### [RECORD EXTRACTS]
[Start of Attachment]

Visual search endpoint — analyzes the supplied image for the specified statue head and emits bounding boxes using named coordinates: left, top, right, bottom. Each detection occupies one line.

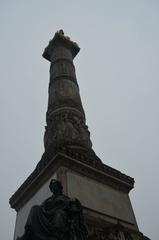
left=49, top=179, right=63, bottom=195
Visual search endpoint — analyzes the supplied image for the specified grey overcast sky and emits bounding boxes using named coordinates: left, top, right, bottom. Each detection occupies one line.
left=1, top=1, right=159, bottom=239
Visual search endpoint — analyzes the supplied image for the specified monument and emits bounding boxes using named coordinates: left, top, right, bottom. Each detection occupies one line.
left=10, top=30, right=147, bottom=240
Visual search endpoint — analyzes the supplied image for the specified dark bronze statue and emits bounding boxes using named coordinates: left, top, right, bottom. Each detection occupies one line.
left=17, top=179, right=88, bottom=240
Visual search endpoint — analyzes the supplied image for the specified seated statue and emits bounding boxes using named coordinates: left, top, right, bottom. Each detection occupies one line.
left=17, top=179, right=88, bottom=240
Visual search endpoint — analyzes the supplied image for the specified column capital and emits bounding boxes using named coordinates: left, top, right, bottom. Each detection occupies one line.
left=43, top=30, right=80, bottom=62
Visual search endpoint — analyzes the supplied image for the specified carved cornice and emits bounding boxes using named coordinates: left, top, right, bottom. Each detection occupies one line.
left=60, top=146, right=134, bottom=186
left=9, top=149, right=134, bottom=211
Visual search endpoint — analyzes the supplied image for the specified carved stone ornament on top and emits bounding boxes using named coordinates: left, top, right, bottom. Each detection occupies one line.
left=17, top=179, right=88, bottom=240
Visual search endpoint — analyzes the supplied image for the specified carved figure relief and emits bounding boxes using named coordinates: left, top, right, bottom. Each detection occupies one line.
left=87, top=223, right=135, bottom=240
left=44, top=110, right=92, bottom=150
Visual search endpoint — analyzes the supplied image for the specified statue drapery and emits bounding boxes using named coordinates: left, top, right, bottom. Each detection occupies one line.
left=17, top=179, right=88, bottom=240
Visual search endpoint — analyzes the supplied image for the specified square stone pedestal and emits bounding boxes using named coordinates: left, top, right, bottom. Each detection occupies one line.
left=10, top=153, right=142, bottom=240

[End of Attachment]

### [WORK ITEM]
Could you set down exactly the lines above, from the one containing "specified carved figure" through the last, including both and nothing else?

### [SOLUTION TO THIS TASK]
Visual search endpoint — analyzes the supplied image for the specified carved figure relief and emits bounding boxes using named coordinates: left, top, right, bottom. Each detection occupies one line.
left=87, top=223, right=135, bottom=240
left=44, top=110, right=92, bottom=150
Visual search endpoint — analyzes the supplied image for the specified statue drapery and emits bounding boxes using named coordinates: left, top, right, bottom. Each detection occupies one line.
left=17, top=179, right=88, bottom=240
Visual search endpoint — analyzes the supplied image for the specified square stone pedestal and emits bounding boxes using named coordinates: left, top, right, bottom. Each detection occupies one line.
left=10, top=153, right=142, bottom=240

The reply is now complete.